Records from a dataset
******

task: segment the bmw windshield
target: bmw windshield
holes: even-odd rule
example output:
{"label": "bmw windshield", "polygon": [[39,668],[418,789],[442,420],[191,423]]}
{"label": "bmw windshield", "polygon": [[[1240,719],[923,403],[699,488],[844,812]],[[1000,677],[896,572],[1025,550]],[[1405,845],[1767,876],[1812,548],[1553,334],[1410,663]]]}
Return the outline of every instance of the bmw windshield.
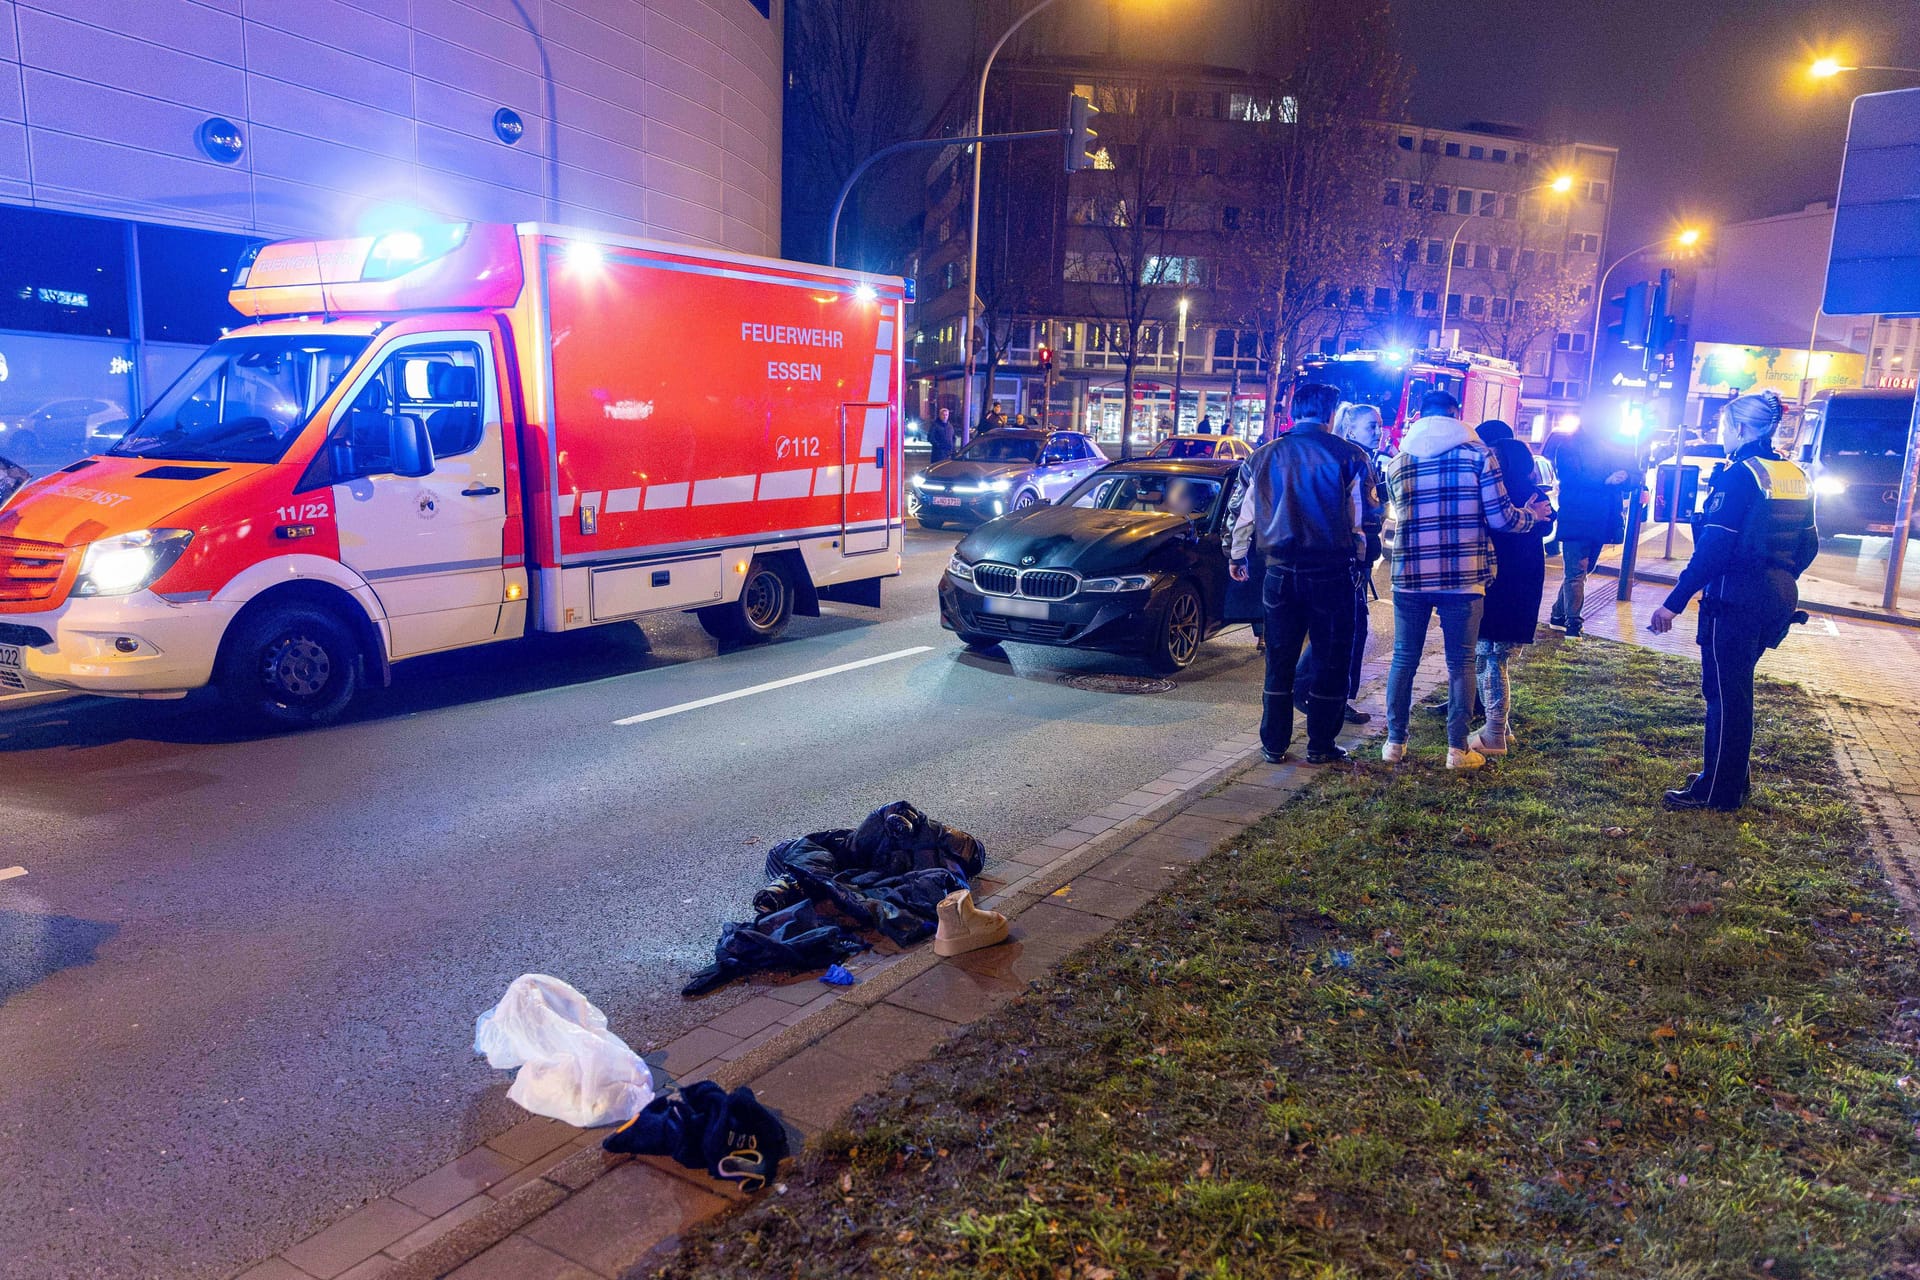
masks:
{"label": "bmw windshield", "polygon": [[1031,436],[983,435],[954,455],[966,462],[1032,462],[1040,441]]}
{"label": "bmw windshield", "polygon": [[342,334],[222,339],[110,452],[177,462],[278,462],[370,341]]}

******

PROBLEM TO WORK ON:
Pictures are to be excluded; the records themselves are to be reproduced exactly.

RESPONSE TO THE EXERCISE:
task: segment the bmw windshield
target: bmw windshield
holes: even-odd rule
example output:
{"label": "bmw windshield", "polygon": [[39,668],[418,789],[442,420],[191,423]]}
{"label": "bmw windshield", "polygon": [[[1240,719],[923,403],[699,488],[844,812]],[[1000,677],[896,572],[1025,550]],[[1405,845],[1767,876],[1812,548],[1553,334],[1410,663]]]}
Return the outline of every instance of the bmw windshield.
masks:
{"label": "bmw windshield", "polygon": [[1031,436],[983,435],[954,455],[966,462],[1032,462],[1040,441]]}
{"label": "bmw windshield", "polygon": [[342,334],[222,339],[110,452],[177,462],[278,462],[370,341]]}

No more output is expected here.